- **WHAT TO PRODUCE**
In the entries below, some lines contain "track"; work out how many and answer with the figure only.

*** ENTRIES SUPPLIED

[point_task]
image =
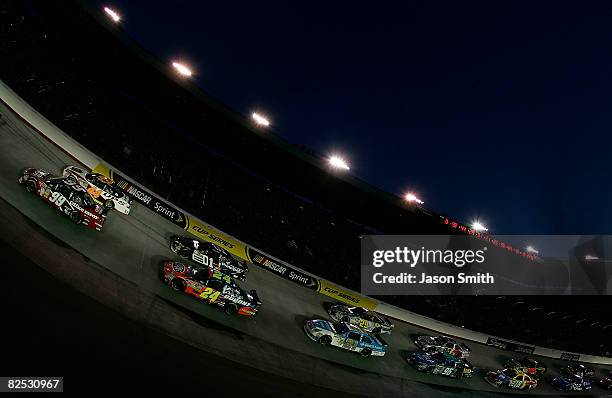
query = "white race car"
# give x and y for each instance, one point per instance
(345, 336)
(101, 189)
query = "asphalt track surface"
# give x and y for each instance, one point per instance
(119, 267)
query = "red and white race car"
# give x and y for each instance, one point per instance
(65, 195)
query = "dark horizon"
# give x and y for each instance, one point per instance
(485, 111)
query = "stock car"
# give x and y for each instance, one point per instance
(66, 196)
(571, 383)
(101, 189)
(369, 321)
(346, 336)
(606, 382)
(511, 378)
(527, 365)
(210, 286)
(442, 344)
(440, 363)
(578, 369)
(210, 255)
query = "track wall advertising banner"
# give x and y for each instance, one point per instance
(510, 346)
(345, 296)
(144, 197)
(209, 234)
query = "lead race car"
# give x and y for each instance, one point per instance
(101, 189)
(369, 321)
(210, 255)
(441, 364)
(345, 336)
(442, 344)
(210, 286)
(66, 196)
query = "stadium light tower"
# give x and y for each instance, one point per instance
(261, 120)
(412, 198)
(182, 69)
(338, 162)
(478, 226)
(112, 14)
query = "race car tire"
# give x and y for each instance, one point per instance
(76, 217)
(177, 285)
(325, 340)
(231, 309)
(184, 252)
(31, 186)
(109, 204)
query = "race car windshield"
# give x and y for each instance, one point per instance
(341, 328)
(87, 201)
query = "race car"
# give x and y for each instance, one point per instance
(442, 344)
(367, 320)
(578, 369)
(345, 336)
(210, 255)
(101, 189)
(440, 363)
(511, 378)
(571, 383)
(606, 382)
(65, 195)
(210, 286)
(527, 365)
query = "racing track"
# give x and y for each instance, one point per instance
(132, 248)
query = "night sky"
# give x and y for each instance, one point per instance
(495, 110)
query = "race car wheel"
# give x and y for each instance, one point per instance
(31, 186)
(109, 204)
(325, 340)
(231, 309)
(76, 217)
(178, 285)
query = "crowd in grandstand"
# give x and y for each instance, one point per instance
(221, 191)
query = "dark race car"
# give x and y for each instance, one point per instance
(606, 382)
(65, 195)
(526, 365)
(440, 363)
(579, 370)
(367, 320)
(210, 255)
(210, 286)
(571, 383)
(511, 378)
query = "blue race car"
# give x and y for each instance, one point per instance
(571, 383)
(345, 336)
(441, 364)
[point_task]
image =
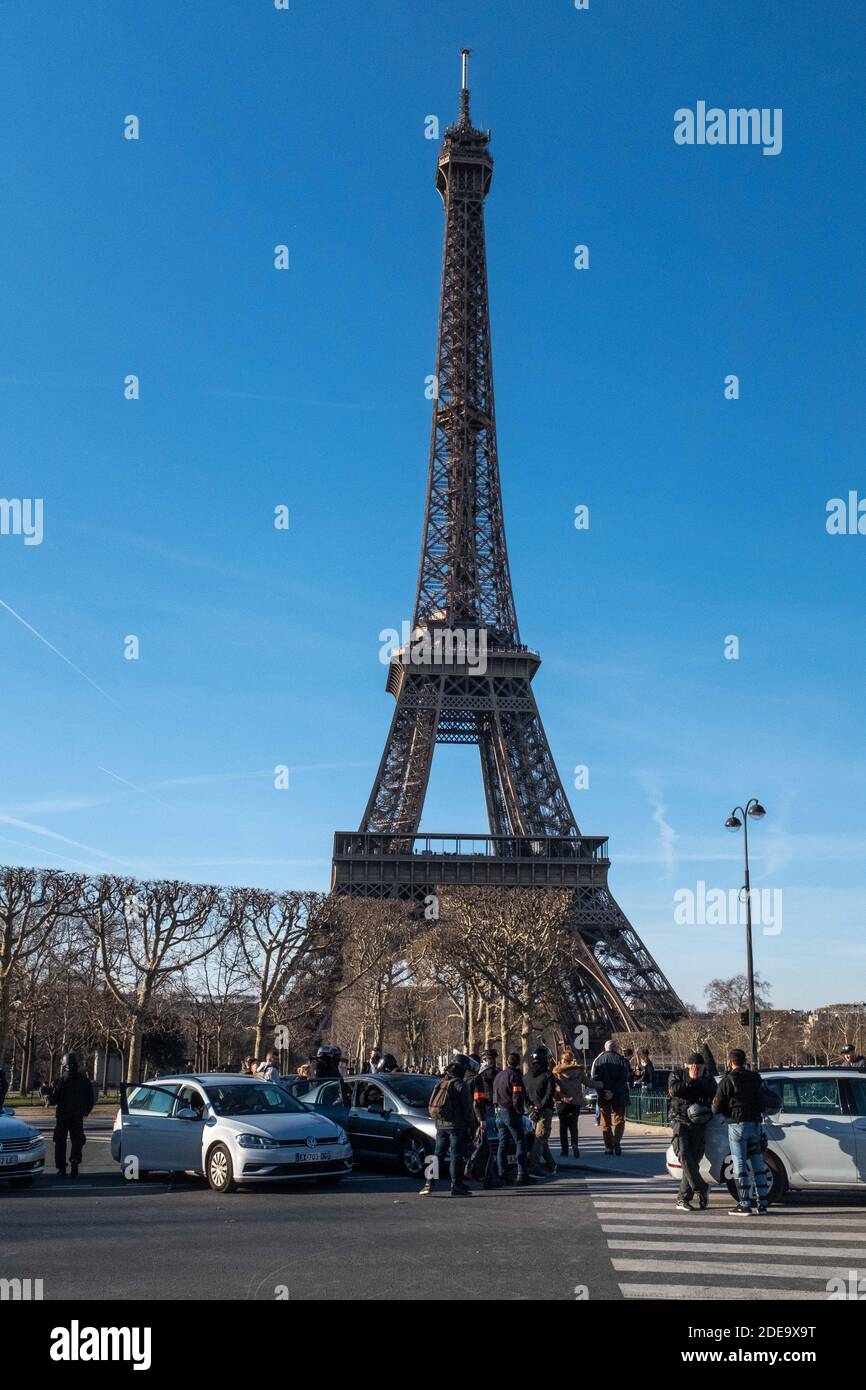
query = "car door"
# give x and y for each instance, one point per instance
(184, 1134)
(328, 1100)
(856, 1102)
(371, 1129)
(145, 1121)
(818, 1134)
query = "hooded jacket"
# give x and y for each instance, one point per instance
(738, 1096)
(612, 1073)
(541, 1086)
(570, 1084)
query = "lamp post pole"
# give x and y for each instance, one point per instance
(752, 808)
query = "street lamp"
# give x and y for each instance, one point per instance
(755, 809)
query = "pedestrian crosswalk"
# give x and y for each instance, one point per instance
(809, 1248)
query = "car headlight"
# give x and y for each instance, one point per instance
(253, 1141)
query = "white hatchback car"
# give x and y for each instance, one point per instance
(231, 1129)
(818, 1139)
(21, 1150)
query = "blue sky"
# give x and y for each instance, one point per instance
(306, 388)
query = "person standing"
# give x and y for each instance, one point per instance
(509, 1098)
(738, 1098)
(647, 1072)
(487, 1139)
(267, 1070)
(72, 1096)
(691, 1098)
(541, 1096)
(612, 1075)
(569, 1079)
(451, 1107)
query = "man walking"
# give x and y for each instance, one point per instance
(738, 1100)
(451, 1107)
(691, 1098)
(509, 1098)
(541, 1096)
(487, 1139)
(612, 1073)
(72, 1096)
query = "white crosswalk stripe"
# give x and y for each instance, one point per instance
(790, 1254)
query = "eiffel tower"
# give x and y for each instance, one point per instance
(464, 606)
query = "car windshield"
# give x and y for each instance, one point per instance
(252, 1100)
(413, 1090)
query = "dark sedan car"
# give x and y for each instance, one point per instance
(385, 1115)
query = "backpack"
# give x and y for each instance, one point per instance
(444, 1105)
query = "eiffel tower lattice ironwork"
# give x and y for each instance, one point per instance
(464, 592)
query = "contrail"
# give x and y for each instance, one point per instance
(57, 652)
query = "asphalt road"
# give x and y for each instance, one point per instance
(612, 1232)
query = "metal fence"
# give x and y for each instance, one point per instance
(647, 1107)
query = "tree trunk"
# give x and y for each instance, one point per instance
(134, 1059)
(524, 1036)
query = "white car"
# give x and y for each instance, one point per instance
(818, 1139)
(21, 1150)
(231, 1129)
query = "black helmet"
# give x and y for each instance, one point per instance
(699, 1114)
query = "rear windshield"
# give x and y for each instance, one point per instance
(412, 1090)
(252, 1100)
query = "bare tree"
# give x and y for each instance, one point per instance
(149, 934)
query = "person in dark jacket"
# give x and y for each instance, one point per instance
(738, 1100)
(74, 1100)
(541, 1100)
(453, 1129)
(487, 1139)
(685, 1089)
(612, 1073)
(647, 1072)
(509, 1098)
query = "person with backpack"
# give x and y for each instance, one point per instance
(541, 1096)
(451, 1107)
(612, 1075)
(741, 1097)
(509, 1098)
(569, 1101)
(691, 1100)
(483, 1164)
(72, 1096)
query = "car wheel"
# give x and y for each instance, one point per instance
(413, 1155)
(220, 1169)
(779, 1179)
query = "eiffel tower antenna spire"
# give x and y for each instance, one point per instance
(466, 677)
(464, 116)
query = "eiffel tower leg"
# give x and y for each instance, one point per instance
(398, 792)
(524, 779)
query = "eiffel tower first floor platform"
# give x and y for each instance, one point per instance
(612, 982)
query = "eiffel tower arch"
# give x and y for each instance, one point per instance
(464, 605)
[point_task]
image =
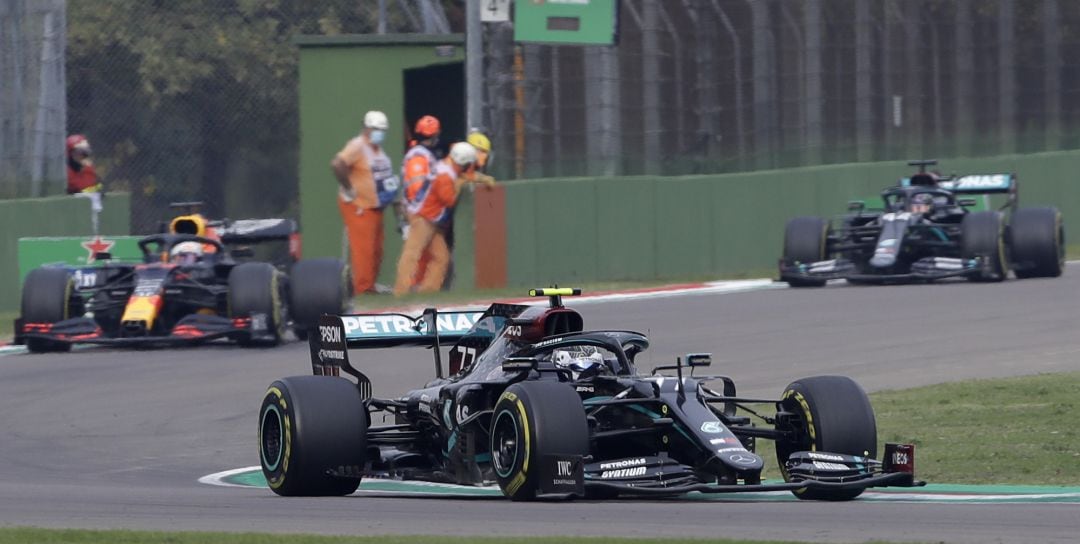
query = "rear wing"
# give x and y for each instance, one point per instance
(335, 335)
(981, 184)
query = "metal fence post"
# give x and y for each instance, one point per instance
(1007, 76)
(864, 82)
(1052, 72)
(474, 65)
(603, 99)
(913, 80)
(814, 96)
(650, 84)
(765, 104)
(963, 83)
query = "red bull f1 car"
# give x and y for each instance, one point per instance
(191, 285)
(538, 405)
(925, 231)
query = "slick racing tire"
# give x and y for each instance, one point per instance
(1037, 243)
(806, 240)
(258, 288)
(834, 415)
(530, 420)
(308, 425)
(982, 234)
(48, 297)
(318, 286)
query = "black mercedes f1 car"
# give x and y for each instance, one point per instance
(158, 300)
(926, 231)
(542, 407)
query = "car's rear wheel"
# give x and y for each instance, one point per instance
(48, 297)
(258, 290)
(308, 425)
(983, 238)
(530, 420)
(1037, 242)
(806, 241)
(318, 286)
(833, 415)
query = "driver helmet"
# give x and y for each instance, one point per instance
(921, 203)
(581, 361)
(186, 253)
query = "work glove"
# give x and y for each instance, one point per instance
(484, 179)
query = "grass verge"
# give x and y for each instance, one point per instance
(1017, 431)
(1011, 431)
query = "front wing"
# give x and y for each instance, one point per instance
(191, 329)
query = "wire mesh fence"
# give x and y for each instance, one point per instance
(31, 97)
(198, 99)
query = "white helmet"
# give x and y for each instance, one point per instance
(376, 120)
(186, 253)
(462, 153)
(580, 359)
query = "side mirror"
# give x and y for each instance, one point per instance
(699, 359)
(518, 364)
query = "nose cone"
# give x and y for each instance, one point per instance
(742, 461)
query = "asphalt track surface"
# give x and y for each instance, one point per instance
(103, 438)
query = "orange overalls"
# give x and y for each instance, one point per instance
(429, 205)
(418, 165)
(372, 177)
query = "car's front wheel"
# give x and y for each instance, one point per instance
(48, 297)
(832, 413)
(309, 425)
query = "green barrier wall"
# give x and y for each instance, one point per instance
(340, 79)
(55, 216)
(578, 230)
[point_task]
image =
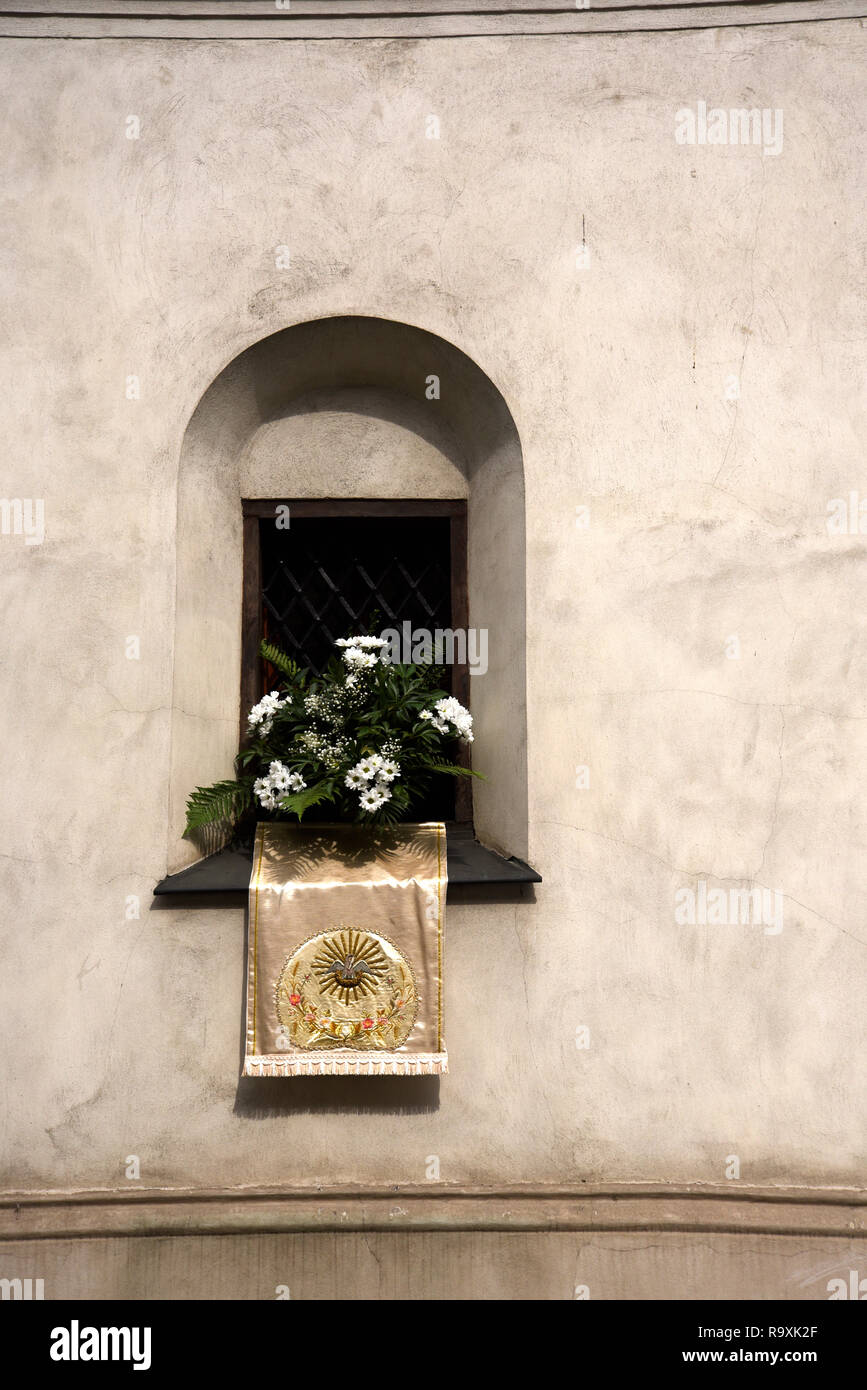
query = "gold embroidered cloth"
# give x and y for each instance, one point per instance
(345, 951)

******

- **SOLUTION**
4